■ WHAT YOU ARE ASKED TO DO
Write the next part of the Suzuki piano page below, picking up right after its last sentence.

Suzuki Piano

We are born with a natural ability to learn.
Ability breeds  ability,
talent  develops talent.

  -Shinichi Suzuki

  from Nurtured by Love



Playing the Piano

So, you've got the notes, the fingering and the rhythm and you don't make any mistakes. Does this mean you can play music? There are three other elements of musicality that make "music" music. Otherwise, you just create organized sound. These elements are timing, dynamics, and articulation. Developing the intuition to apply musicality in your music makes you a pianist rather than a piano player. Each element has its own wide ranging extremes to discover. Dynamics is so much more than loud or soft. Articulation is so much more than staccato or legato. Timing is so much more than straight time and tempo.


The subtlety of sound is truly investigated as the ear's ability to discern tone qualities is heightened. If you're going to learn to play the piano, you might as well learn how to produce the best tone from the piano. Anybody can push a key down, but how many people produce a beautiful tone?

A musician
cannot move others
unless he himself is moved.

-CPE Bach


Did you know there are pedal zones? Joseph Banowetz's book "The Pianist's Guide To Pedaling" is an excellent source on pedaling technique. Pedaling is an area much too often ignored in piano teaching. Your foot needs technique, too! You'll be amazed at the difference you hear once you attend to training your pedal foot. Can you imagine a chauffeur that doesn't break well? Well, that's what you might sound like with an untrained foot.

Suzuki Links

More information about the history and methodology of the Suzuki method can be found at these organizations sites as well as many other state and local Suzuki organizations you can search for. Teaching the Suzuki method requires training and certification.

■ ENTRIES SHOWN
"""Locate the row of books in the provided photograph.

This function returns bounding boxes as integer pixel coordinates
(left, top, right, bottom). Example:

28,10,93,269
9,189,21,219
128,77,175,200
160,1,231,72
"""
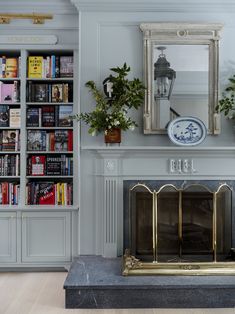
0,154,20,176
28,55,73,78
0,105,21,128
0,56,21,78
0,182,20,205
0,81,20,104
26,105,73,127
0,130,20,152
27,130,73,151
27,155,73,176
26,182,73,205
26,81,73,103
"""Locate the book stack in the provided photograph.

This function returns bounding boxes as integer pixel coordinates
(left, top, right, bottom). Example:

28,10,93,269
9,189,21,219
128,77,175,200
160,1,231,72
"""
0,81,20,104
26,105,73,127
28,55,73,78
0,56,21,78
26,81,73,103
0,154,20,176
0,182,20,205
0,130,20,152
26,181,73,205
27,130,73,152
27,154,73,176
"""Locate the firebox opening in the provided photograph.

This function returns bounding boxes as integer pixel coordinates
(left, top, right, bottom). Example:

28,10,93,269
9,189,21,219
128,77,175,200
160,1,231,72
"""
123,183,234,274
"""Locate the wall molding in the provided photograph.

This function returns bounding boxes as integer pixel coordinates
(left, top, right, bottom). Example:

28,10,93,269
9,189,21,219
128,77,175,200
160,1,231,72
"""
70,0,235,13
0,0,77,14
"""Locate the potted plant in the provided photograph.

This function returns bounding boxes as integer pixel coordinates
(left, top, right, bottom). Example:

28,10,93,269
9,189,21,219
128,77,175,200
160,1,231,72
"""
73,63,145,143
216,75,235,119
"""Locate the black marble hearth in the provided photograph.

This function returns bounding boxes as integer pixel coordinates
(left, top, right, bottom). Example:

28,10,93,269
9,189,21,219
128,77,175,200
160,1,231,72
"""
64,256,235,309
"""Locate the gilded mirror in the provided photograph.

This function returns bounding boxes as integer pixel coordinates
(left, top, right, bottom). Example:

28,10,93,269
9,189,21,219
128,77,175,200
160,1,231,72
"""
140,23,222,134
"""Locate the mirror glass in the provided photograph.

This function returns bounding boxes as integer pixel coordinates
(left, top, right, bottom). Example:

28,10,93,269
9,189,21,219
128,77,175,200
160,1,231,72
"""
140,22,222,134
152,44,209,129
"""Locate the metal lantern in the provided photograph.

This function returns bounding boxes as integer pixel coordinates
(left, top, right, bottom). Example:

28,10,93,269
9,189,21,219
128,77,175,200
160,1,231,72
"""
154,47,176,99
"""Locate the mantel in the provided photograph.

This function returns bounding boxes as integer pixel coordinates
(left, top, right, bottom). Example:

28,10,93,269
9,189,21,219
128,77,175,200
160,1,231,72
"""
70,0,235,13
81,145,235,157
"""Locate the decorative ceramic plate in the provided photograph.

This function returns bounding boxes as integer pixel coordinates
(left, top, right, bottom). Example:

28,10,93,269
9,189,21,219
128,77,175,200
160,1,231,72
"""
167,117,207,146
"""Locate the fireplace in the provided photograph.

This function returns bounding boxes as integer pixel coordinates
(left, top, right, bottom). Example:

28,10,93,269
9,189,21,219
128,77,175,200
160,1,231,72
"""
123,180,235,275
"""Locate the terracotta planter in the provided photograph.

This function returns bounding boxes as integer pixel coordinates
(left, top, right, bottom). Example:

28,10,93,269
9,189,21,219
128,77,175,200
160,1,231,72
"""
104,128,121,144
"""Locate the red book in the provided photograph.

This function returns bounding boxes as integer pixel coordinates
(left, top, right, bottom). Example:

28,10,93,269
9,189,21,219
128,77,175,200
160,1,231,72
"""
68,130,73,151
31,155,46,176
38,182,55,205
2,182,9,205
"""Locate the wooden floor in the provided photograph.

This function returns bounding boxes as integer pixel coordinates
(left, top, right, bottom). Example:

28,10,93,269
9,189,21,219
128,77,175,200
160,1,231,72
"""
0,272,235,314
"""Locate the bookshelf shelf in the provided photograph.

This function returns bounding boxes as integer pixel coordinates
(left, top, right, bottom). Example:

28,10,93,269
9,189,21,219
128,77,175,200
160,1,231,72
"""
0,150,20,155
1,175,20,179
27,150,74,155
0,77,21,82
26,102,73,106
26,126,73,130
26,175,74,180
26,77,74,83
0,126,20,130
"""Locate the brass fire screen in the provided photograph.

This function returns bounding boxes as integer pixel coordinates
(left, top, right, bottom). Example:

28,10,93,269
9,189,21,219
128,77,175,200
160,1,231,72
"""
123,184,235,275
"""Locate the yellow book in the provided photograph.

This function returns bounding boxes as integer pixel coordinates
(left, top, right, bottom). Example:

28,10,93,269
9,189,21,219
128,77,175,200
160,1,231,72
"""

■ FINAL ANSWER
Suzuki Association of the Americas

European Suzuki Association

International Suzuki Association


Mastery over body mechanics is essential to developing flawless technique. This takes time, patience, and lots of practice. Most importantly, you need proper instruction. Instruction in technique can never come from a book, and especially not from exercises created for the sole purpose of repeating sequences of notes. These exercises done with poor technique just further solidifies faulty and labored muscle memory. Each finger has its optimal position, as transient as it may be, and the hand and the arm should be in balance to support the independent action of each finger. Without independence, your fingers won't be consistent in touch or rhythm in scale passages, or be able to play Chopin, holding down notes with fingers 1 and 2 and trilling fingers 4 and 5 at the same time.

Music Reading

Yes, I teach music reading. The Suzuki method does not mean that you don't read music. I teach reading using a variety of approaches, designed to make sight-reading a very manageable task. What Suzuki develops above reading music, is lightening fast memory, superior tone, and an intuitive ear. These are valuable skills for a musician, ones that give you freedom from the paper, and freedom to express.

Steps to Polishing

Every song has steps to being performable. Concert pianists do not sight-read on stage. It is memorized, in fact "over-memorized." A song goes through these stages - learning the notes and rhythm, correct fingering, solid technique, musicality and tone, and finally "owning" the song or mastery. Each stage of a song is documented on the student's progress record. Students love to look back and see the proof of their accomplishments.

By concentrating on precision,

one arrives at technique,

but by concentrating on technique

one does not arrive at precision.

-Bruno Walter

Steps to Music Learning

I have an in-depth, four stage outline on music learning that I give at my orientation.

Please contact me to schedule one.


Please email me if you are interested in lessons.

My email is my first name, brigitte, spelled with 2 i's and no D, followed by

I look forward to hearing from you!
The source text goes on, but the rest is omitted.